### Quoted passage
+++++
FILE_NAME = "ntd_metrics_2019.csv"

df = pd.read_csv(f"{GCS_FILE_PATH}{FILE_NAME}")
df.head(2)

Unnamed: 0,Agency,City,State,Legacy NTD ID,NTD ID,Organization Type,Reporter Type,Primary UZA\n Population,Agency VOMS,Mode,...,Passenger Miles Questionable,Vehicle Revenue Miles,Vehicle Revenue Miles Questionable,Any data questionable?,Unnamed: 39,Unnamed: 40,Unnamed: 41,1,Unnamed: 43,Unnamed: 44
0,MTA New York City Transit,New York,NY,2008,20008,"Subsidiary Unit of a Transit Agency, Reporting...",Full Reporter,18351295,10885,HR,...,,354616371,,No,,,,Hide questionable data tags,,
1,MTA New York City Transit,New York,NY,2008,20008,"Subsidiary Unit of a Transit Agency, Reporting...",Full Reporter,18351295,10885,CB,...,,9866807,,No,,,,Show questionable data tags,,


In [3]:
df.columns = df.columns.str.replace('\n', ' ').str.replace(' ', '_')

In [4]:
print(f"# obs: {len(df)}")
print(f"# unique IDs: {df.NTD_ID.nunique()}")

# obs: 3685
# unique IDs: 2183


In [5]:
# Pick an example -- see that agency provides service for different modes
# df.NTD_ID.value_counts()
df[df.NTD_ID=="10003"].Mode.value_counts()

MB    2
FB    1
DR    1
CR    1
RB    1
HR    1
TB    1
LR    1
Name: Mode, dtype: int64

### Dealing with Duplicates

* Explore why there are duplicates
* What's the analysis about? What should the unit of analysis be?
* Should duplicates be dropped? Should duplicates be aggregated into 1 entry?
* Hint: It depends on the analysis, and there might be a bit of both. Sometimes, aggregation makes sense. Duplicates require further investigation -- why do they appear in the dataset multiple times? Unless it's completely duplicate information, it doesn't make sense to just drop. It may show that the analysis can be more disaggregate than previously thought.

In [6]:
# But what about this case?
df[(df.Agency.str.contains("Los Angeles County Metropolitan Transportation Authority ")) 
   & (df.Agency.notna())].Mode.value_counts()

MB    2
HR    1
RB    1
LR    1
VP    1
Name: Mode, dtype: int64

In [7]:
# Find the column that has different values
df[(df.Agency.str.contains("Los Angeles County Metropolitan Transportation Authority "))
+++++
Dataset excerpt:
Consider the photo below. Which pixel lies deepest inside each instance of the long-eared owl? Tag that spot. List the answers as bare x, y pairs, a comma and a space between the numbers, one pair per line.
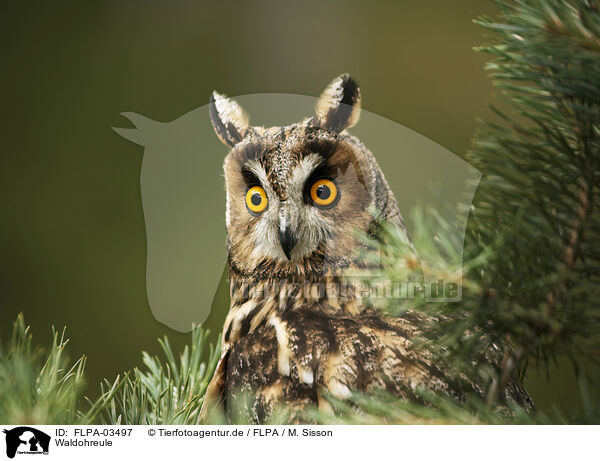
298, 199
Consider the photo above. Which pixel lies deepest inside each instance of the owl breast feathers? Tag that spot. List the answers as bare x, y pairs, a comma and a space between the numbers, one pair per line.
298, 198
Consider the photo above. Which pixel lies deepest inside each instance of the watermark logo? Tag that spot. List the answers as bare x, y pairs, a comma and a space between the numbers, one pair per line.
25, 440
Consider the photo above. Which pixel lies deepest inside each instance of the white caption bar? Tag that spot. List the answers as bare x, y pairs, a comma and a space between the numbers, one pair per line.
298, 442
+++++
### What you need to do
1 – List the mode codes shown in the notebook excerpt's value counts for Los Angeles County Metropolitan Transportation Authority.
2 – Please copy the records from the line with "of the watermark" up to and including the last line of the records, requests included. Multiply every coordinate in the answers by 2.25 and round to whole numbers, with halves rounded up.

### Solutions
1 – MB, HR, RB, LR, VP

2 –
Consider the photo above. Which pixel lies deepest inside each instance of the watermark logo? Tag that spot. List the answers as bare x, y pairs, a comma and a space between the numbers, one pair per line.
56, 990
Consider the photo above. Which pixel lies deepest inside each instance of the white caption bar? Tag that spot. List the answers as bare x, y pairs, a comma and a space between the numbers, one pair per line.
671, 995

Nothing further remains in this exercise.